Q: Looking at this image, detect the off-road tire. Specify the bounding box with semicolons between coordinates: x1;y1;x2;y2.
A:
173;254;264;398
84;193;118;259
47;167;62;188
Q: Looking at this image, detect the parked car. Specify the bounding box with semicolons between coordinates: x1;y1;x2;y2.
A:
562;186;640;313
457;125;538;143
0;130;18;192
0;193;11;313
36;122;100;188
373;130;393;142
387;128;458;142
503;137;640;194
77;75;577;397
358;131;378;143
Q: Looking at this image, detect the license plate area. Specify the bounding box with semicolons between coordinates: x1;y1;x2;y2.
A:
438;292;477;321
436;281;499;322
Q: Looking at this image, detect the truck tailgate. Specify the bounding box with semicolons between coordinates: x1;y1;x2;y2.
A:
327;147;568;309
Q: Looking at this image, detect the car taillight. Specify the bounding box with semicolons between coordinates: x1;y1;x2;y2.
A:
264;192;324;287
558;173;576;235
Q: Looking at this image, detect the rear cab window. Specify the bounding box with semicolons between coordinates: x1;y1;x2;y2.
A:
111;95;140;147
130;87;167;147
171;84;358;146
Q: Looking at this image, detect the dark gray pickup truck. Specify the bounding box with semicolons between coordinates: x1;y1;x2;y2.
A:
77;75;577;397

.....

** AIM **
Rewrite every line of the entries above as a JSON list of strings, one string per line, with blank lines omitted.

** ANSWER TO THIS TASK **
[
  "Q: Looking at this image, detect the off-road tire. Specify the bounding box with semicolons between coordinates: x1;y1;x2;y2.",
  "A:",
  "173;254;264;398",
  "84;193;118;259",
  "47;167;62;188",
  "Q: Looking at this image, detect the parked car. Specify the bounding box with semicolons between coordinates: x1;y1;x2;y2.",
  "A:",
  "562;186;640;313",
  "457;125;538;143",
  "0;130;18;192",
  "0;193;11;313",
  "36;122;100;188",
  "373;130;393;142",
  "387;128;458;142",
  "503;137;640;194",
  "77;75;577;397",
  "358;131;378;143",
  "Q: Looking at this image, detect the license plate area. Specify the bounding box with semicolons between coordinates: x1;y1;x2;y2.",
  "A:",
  "438;292;477;321",
  "436;281;499;322",
  "Q: Looking at this image, detect the truck tailgate. Specify the bounding box with semicolons between coordinates: x1;y1;x2;y2.",
  "A:",
  "327;147;568;309",
  "Q: Looking at this image, detect the car taillight. Specify the bounding box with semicolons between coordinates: x1;y1;x2;y2.",
  "A:",
  "264;192;324;287",
  "558;173;576;235",
  "Q: Looking at this image, detect the rear cab window. Specify the bounding box with semicolons between coordinates: x1;y1;x2;y2.",
  "A:",
  "111;95;140;147",
  "130;87;167;147",
  "171;84;358;146",
  "Q: Looking at this image, detect the dark gray pickup truck. Specify the bounding box with semicolons between coordinates: x1;y1;x2;y2.",
  "A:",
  "77;75;577;397"
]